Written instruction | Pick out and copy each line in the records below that contains the string "window". Case counts.

Records to process |
......

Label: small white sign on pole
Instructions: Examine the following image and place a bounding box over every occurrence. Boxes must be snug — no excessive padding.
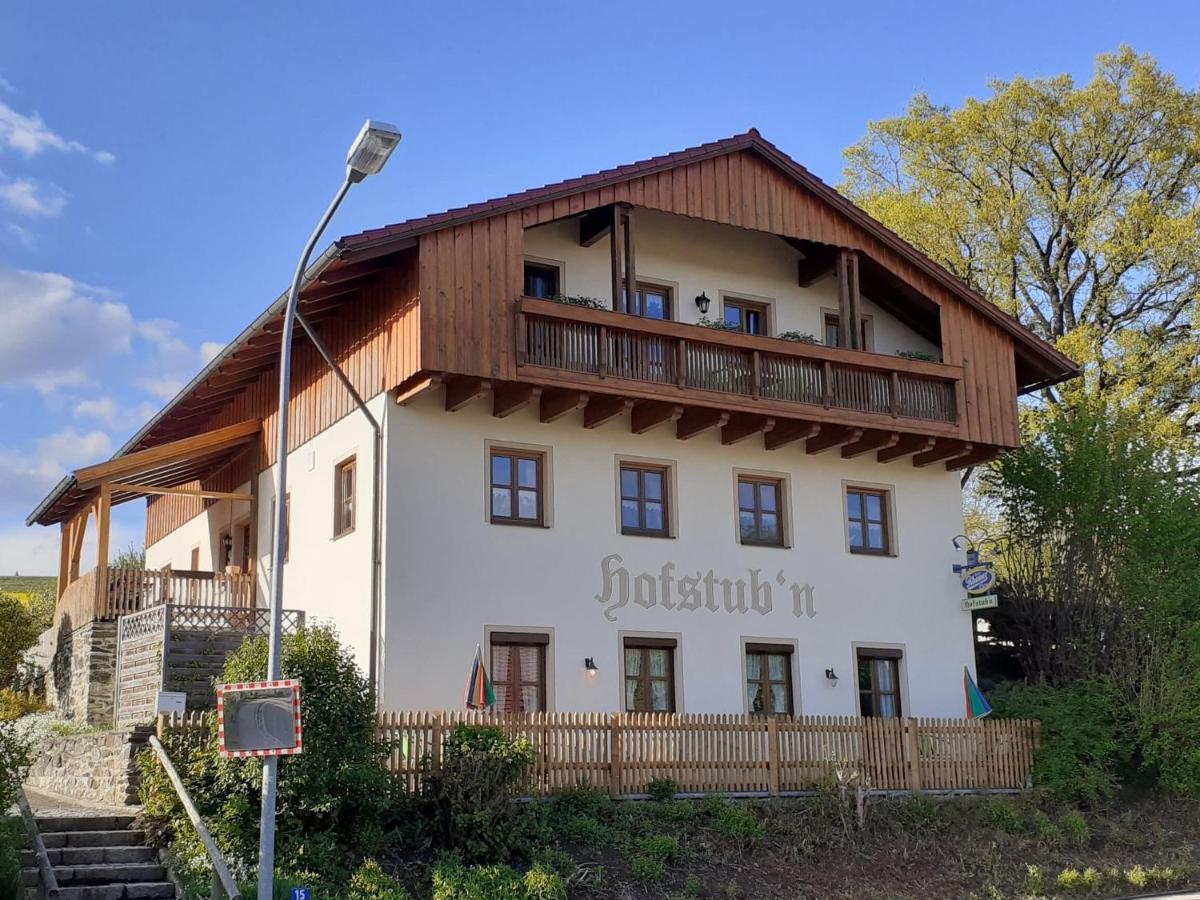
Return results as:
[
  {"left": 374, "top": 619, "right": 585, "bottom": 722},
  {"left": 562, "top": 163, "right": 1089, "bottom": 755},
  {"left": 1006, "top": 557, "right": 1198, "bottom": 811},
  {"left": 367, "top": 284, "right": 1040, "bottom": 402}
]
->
[
  {"left": 155, "top": 691, "right": 187, "bottom": 715},
  {"left": 962, "top": 594, "right": 1000, "bottom": 612}
]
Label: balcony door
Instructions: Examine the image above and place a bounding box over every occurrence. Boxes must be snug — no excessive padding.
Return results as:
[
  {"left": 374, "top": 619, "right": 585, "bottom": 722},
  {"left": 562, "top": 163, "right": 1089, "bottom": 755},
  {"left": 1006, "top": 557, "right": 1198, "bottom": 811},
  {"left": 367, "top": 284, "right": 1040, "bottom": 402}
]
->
[{"left": 620, "top": 284, "right": 671, "bottom": 319}]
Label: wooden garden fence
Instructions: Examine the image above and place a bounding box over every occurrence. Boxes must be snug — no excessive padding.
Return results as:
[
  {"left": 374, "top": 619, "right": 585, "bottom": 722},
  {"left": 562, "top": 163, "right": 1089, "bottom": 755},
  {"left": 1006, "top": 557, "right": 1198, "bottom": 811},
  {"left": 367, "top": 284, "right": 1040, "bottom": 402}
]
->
[{"left": 167, "top": 712, "right": 1040, "bottom": 797}]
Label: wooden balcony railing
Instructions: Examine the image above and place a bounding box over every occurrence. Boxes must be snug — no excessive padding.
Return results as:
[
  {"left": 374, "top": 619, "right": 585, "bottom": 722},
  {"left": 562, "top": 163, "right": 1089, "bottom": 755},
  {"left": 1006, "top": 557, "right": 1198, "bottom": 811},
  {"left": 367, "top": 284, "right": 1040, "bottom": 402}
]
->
[
  {"left": 517, "top": 298, "right": 961, "bottom": 425},
  {"left": 55, "top": 568, "right": 254, "bottom": 629}
]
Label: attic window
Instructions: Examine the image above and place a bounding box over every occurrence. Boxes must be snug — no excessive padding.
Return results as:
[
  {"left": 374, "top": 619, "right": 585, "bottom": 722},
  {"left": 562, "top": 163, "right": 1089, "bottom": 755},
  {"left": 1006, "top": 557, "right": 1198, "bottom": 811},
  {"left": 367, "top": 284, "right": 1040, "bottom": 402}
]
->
[{"left": 524, "top": 262, "right": 562, "bottom": 300}]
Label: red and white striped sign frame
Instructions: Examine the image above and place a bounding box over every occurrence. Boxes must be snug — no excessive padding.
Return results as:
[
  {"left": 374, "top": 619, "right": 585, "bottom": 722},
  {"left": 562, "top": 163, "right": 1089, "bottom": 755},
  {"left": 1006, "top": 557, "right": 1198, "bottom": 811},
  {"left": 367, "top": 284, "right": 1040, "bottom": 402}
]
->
[{"left": 217, "top": 678, "right": 304, "bottom": 760}]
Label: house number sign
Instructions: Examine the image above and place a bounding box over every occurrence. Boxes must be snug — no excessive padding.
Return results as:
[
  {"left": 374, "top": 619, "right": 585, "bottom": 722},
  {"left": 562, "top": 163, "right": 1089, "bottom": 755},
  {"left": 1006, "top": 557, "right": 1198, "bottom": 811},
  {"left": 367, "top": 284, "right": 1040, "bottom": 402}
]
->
[{"left": 594, "top": 553, "right": 817, "bottom": 622}]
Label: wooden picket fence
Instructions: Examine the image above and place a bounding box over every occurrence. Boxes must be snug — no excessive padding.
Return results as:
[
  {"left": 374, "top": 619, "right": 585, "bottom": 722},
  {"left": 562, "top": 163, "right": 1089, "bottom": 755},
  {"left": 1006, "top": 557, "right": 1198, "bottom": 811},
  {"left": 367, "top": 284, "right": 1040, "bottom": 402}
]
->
[{"left": 160, "top": 712, "right": 1040, "bottom": 797}]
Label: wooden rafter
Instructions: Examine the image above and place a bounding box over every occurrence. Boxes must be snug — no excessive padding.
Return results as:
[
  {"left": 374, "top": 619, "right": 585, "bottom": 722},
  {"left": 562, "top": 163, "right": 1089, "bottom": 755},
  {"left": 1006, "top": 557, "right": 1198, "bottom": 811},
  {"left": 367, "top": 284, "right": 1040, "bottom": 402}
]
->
[
  {"left": 492, "top": 382, "right": 541, "bottom": 419},
  {"left": 629, "top": 400, "right": 683, "bottom": 434},
  {"left": 676, "top": 407, "right": 730, "bottom": 440},
  {"left": 583, "top": 394, "right": 634, "bottom": 428},
  {"left": 841, "top": 431, "right": 900, "bottom": 460},
  {"left": 804, "top": 425, "right": 863, "bottom": 454},
  {"left": 721, "top": 415, "right": 775, "bottom": 445},
  {"left": 762, "top": 419, "right": 821, "bottom": 450}
]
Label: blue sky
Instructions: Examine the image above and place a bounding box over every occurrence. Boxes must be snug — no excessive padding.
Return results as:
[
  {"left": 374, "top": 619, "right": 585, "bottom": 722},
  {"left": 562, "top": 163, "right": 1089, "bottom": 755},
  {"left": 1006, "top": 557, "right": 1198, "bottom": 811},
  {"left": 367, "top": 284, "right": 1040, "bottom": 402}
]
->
[{"left": 0, "top": 0, "right": 1200, "bottom": 574}]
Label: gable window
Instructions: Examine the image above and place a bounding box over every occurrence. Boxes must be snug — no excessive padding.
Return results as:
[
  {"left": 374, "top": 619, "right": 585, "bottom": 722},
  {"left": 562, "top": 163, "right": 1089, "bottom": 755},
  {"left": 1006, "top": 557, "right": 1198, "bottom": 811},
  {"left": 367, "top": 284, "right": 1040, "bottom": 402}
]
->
[
  {"left": 620, "top": 462, "right": 671, "bottom": 538},
  {"left": 334, "top": 456, "right": 355, "bottom": 538},
  {"left": 824, "top": 312, "right": 875, "bottom": 350},
  {"left": 846, "top": 487, "right": 892, "bottom": 556},
  {"left": 746, "top": 643, "right": 793, "bottom": 715},
  {"left": 491, "top": 631, "right": 550, "bottom": 713},
  {"left": 266, "top": 491, "right": 292, "bottom": 563},
  {"left": 857, "top": 649, "right": 904, "bottom": 719},
  {"left": 738, "top": 475, "right": 784, "bottom": 547},
  {"left": 488, "top": 448, "right": 545, "bottom": 526},
  {"left": 524, "top": 263, "right": 560, "bottom": 300},
  {"left": 624, "top": 637, "right": 676, "bottom": 713},
  {"left": 619, "top": 283, "right": 671, "bottom": 319},
  {"left": 725, "top": 298, "right": 767, "bottom": 335}
]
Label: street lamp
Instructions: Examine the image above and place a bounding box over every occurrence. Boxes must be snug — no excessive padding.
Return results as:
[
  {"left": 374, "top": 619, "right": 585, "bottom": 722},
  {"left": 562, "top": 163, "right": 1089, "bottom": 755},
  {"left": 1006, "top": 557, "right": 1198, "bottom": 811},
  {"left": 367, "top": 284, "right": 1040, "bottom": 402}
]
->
[{"left": 258, "top": 119, "right": 400, "bottom": 900}]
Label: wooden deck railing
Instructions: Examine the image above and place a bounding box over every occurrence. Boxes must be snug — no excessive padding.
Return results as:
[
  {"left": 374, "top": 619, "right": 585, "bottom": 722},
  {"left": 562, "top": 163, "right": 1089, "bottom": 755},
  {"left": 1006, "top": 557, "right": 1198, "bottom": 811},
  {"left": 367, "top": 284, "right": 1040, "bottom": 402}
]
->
[
  {"left": 55, "top": 568, "right": 254, "bottom": 629},
  {"left": 517, "top": 298, "right": 961, "bottom": 424},
  {"left": 170, "top": 712, "right": 1040, "bottom": 797}
]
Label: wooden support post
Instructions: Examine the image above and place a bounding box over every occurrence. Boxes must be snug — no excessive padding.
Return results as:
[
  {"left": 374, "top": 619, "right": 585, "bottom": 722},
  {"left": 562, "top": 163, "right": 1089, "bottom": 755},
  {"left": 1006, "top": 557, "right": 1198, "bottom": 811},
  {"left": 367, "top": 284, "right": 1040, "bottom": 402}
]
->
[
  {"left": 904, "top": 716, "right": 920, "bottom": 793},
  {"left": 608, "top": 713, "right": 622, "bottom": 799},
  {"left": 767, "top": 715, "right": 781, "bottom": 797},
  {"left": 96, "top": 485, "right": 113, "bottom": 618},
  {"left": 624, "top": 205, "right": 637, "bottom": 308},
  {"left": 838, "top": 250, "right": 856, "bottom": 349}
]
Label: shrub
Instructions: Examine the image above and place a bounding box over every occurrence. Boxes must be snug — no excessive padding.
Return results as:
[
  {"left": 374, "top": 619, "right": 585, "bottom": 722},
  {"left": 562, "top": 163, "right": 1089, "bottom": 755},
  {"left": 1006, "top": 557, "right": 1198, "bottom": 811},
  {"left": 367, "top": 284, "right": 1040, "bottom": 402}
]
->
[
  {"left": 140, "top": 628, "right": 393, "bottom": 886},
  {"left": 646, "top": 778, "right": 679, "bottom": 803},
  {"left": 348, "top": 859, "right": 409, "bottom": 900},
  {"left": 424, "top": 725, "right": 533, "bottom": 862},
  {"left": 989, "top": 679, "right": 1132, "bottom": 803},
  {"left": 433, "top": 853, "right": 566, "bottom": 900}
]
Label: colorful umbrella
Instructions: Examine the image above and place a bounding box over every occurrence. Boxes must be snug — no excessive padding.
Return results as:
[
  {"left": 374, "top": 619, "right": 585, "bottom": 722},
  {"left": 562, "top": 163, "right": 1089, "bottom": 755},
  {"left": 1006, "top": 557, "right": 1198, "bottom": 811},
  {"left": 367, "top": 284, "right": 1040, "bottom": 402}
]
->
[
  {"left": 466, "top": 643, "right": 496, "bottom": 709},
  {"left": 962, "top": 666, "right": 991, "bottom": 719}
]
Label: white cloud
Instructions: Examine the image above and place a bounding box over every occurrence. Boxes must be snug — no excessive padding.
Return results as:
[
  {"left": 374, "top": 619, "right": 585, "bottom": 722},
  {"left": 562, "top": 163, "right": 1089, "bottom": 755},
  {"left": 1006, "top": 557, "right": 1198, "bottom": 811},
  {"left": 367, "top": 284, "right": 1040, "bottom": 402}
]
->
[
  {"left": 0, "top": 173, "right": 67, "bottom": 217},
  {"left": 200, "top": 341, "right": 226, "bottom": 366},
  {"left": 0, "top": 101, "right": 116, "bottom": 164},
  {"left": 0, "top": 268, "right": 134, "bottom": 392}
]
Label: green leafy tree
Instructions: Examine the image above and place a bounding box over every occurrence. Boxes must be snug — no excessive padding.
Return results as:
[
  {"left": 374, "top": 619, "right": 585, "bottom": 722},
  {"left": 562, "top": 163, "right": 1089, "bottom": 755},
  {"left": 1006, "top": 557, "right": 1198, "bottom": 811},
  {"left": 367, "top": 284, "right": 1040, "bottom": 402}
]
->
[{"left": 842, "top": 47, "right": 1200, "bottom": 434}]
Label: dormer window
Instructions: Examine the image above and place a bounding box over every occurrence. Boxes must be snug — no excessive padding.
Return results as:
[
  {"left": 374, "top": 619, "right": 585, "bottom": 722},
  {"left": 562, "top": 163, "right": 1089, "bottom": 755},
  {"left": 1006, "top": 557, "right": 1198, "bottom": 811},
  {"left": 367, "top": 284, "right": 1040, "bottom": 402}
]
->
[{"left": 524, "top": 262, "right": 562, "bottom": 300}]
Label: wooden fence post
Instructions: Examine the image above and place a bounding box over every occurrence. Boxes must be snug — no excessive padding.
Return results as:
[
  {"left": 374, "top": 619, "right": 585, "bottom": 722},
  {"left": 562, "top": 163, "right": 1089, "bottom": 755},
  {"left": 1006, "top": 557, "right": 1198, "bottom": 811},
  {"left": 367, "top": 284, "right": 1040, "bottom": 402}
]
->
[
  {"left": 904, "top": 716, "right": 920, "bottom": 793},
  {"left": 608, "top": 713, "right": 622, "bottom": 799},
  {"left": 767, "top": 716, "right": 780, "bottom": 797}
]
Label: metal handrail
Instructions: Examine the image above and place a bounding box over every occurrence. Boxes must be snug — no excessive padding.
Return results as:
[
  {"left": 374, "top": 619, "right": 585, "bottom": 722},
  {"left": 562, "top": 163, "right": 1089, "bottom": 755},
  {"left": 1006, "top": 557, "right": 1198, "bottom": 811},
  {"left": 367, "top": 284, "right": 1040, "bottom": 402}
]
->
[
  {"left": 150, "top": 734, "right": 241, "bottom": 900},
  {"left": 17, "top": 784, "right": 60, "bottom": 900}
]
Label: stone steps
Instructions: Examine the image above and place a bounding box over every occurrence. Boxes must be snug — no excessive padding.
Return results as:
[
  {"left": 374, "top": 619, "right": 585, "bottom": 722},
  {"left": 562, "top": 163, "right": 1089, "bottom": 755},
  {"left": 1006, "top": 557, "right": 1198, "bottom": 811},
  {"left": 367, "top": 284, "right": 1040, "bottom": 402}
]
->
[{"left": 22, "top": 815, "right": 175, "bottom": 900}]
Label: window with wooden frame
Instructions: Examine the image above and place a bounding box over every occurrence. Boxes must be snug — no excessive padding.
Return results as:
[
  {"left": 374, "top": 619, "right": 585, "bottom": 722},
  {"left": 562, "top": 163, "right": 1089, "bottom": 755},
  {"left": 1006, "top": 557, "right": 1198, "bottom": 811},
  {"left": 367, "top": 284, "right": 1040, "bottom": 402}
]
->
[
  {"left": 846, "top": 487, "right": 892, "bottom": 556},
  {"left": 824, "top": 312, "right": 875, "bottom": 350},
  {"left": 490, "top": 631, "right": 550, "bottom": 713},
  {"left": 745, "top": 643, "right": 794, "bottom": 715},
  {"left": 623, "top": 637, "right": 676, "bottom": 713},
  {"left": 524, "top": 260, "right": 562, "bottom": 300},
  {"left": 724, "top": 296, "right": 767, "bottom": 335},
  {"left": 488, "top": 448, "right": 545, "bottom": 526},
  {"left": 266, "top": 491, "right": 292, "bottom": 563},
  {"left": 620, "top": 462, "right": 671, "bottom": 538},
  {"left": 738, "top": 475, "right": 784, "bottom": 547},
  {"left": 334, "top": 456, "right": 358, "bottom": 538},
  {"left": 619, "top": 282, "right": 671, "bottom": 319},
  {"left": 857, "top": 648, "right": 904, "bottom": 719}
]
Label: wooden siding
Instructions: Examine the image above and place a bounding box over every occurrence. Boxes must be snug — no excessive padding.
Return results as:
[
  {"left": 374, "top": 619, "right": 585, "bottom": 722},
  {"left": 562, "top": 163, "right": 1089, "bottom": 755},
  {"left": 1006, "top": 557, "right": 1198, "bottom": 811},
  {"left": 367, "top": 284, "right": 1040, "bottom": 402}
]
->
[
  {"left": 419, "top": 150, "right": 1019, "bottom": 446},
  {"left": 145, "top": 253, "right": 421, "bottom": 546}
]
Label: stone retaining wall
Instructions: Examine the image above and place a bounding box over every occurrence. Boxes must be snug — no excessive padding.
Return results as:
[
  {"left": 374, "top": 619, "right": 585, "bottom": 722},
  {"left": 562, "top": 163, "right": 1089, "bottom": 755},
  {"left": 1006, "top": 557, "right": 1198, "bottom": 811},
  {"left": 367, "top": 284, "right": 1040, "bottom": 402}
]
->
[{"left": 25, "top": 727, "right": 154, "bottom": 806}]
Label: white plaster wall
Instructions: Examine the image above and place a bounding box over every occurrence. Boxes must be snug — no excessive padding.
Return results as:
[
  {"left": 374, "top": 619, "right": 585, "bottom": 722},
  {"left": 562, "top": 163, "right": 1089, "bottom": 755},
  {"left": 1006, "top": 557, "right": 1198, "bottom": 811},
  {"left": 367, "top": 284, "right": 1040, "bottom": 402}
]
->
[
  {"left": 146, "top": 395, "right": 385, "bottom": 673},
  {"left": 524, "top": 209, "right": 938, "bottom": 355},
  {"left": 382, "top": 394, "right": 974, "bottom": 715}
]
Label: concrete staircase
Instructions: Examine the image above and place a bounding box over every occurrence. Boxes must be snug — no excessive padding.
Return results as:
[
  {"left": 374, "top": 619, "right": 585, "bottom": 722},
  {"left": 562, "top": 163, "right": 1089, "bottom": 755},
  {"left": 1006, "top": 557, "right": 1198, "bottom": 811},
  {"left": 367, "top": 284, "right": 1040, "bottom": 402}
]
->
[{"left": 22, "top": 815, "right": 175, "bottom": 900}]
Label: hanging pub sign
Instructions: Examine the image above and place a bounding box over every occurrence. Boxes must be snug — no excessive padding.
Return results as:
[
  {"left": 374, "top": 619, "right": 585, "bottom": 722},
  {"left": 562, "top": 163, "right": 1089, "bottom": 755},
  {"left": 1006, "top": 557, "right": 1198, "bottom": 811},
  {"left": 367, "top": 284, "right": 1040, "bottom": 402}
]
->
[
  {"left": 217, "top": 678, "right": 304, "bottom": 758},
  {"left": 959, "top": 563, "right": 996, "bottom": 596}
]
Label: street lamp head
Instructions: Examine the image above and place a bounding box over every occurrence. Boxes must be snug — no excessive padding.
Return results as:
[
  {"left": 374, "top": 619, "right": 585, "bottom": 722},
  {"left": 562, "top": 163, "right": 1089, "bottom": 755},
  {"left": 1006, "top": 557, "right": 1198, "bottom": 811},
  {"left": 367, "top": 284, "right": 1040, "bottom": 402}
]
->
[{"left": 346, "top": 119, "right": 400, "bottom": 182}]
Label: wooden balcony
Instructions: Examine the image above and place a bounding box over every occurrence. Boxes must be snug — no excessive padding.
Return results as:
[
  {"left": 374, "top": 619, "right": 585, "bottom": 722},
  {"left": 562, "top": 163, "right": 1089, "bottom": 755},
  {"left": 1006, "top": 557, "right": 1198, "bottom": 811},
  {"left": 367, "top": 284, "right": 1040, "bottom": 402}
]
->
[
  {"left": 517, "top": 298, "right": 962, "bottom": 441},
  {"left": 55, "top": 568, "right": 254, "bottom": 630}
]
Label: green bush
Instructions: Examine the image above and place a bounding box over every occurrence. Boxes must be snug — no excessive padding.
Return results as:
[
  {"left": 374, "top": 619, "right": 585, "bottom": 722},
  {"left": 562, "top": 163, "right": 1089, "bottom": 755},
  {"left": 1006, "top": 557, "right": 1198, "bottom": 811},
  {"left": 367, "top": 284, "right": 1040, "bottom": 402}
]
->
[
  {"left": 989, "top": 678, "right": 1133, "bottom": 803},
  {"left": 347, "top": 859, "right": 409, "bottom": 900},
  {"left": 140, "top": 628, "right": 403, "bottom": 887},
  {"left": 422, "top": 725, "right": 533, "bottom": 863},
  {"left": 646, "top": 778, "right": 679, "bottom": 803},
  {"left": 433, "top": 853, "right": 566, "bottom": 900}
]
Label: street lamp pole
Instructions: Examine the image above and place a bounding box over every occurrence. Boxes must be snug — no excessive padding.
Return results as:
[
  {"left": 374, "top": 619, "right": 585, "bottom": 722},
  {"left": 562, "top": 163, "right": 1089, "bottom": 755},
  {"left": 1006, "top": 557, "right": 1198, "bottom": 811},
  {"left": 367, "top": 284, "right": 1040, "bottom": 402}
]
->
[{"left": 258, "top": 120, "right": 400, "bottom": 900}]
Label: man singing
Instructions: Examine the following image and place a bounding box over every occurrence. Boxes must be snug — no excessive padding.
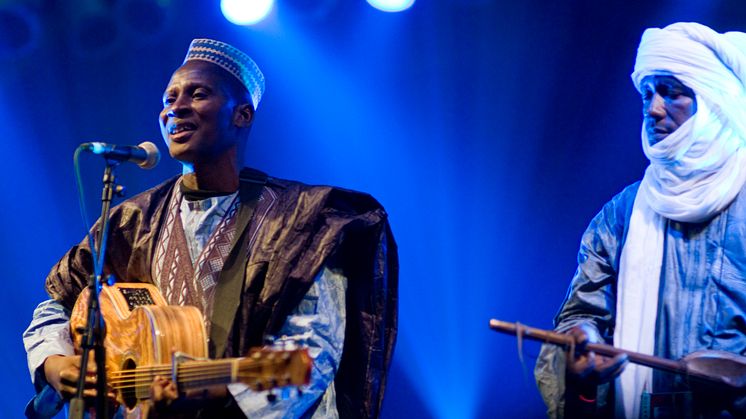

......

Answer to the problem |
Label: attic window
Label: gable window
Label: dormer window
Label: window with wooden frame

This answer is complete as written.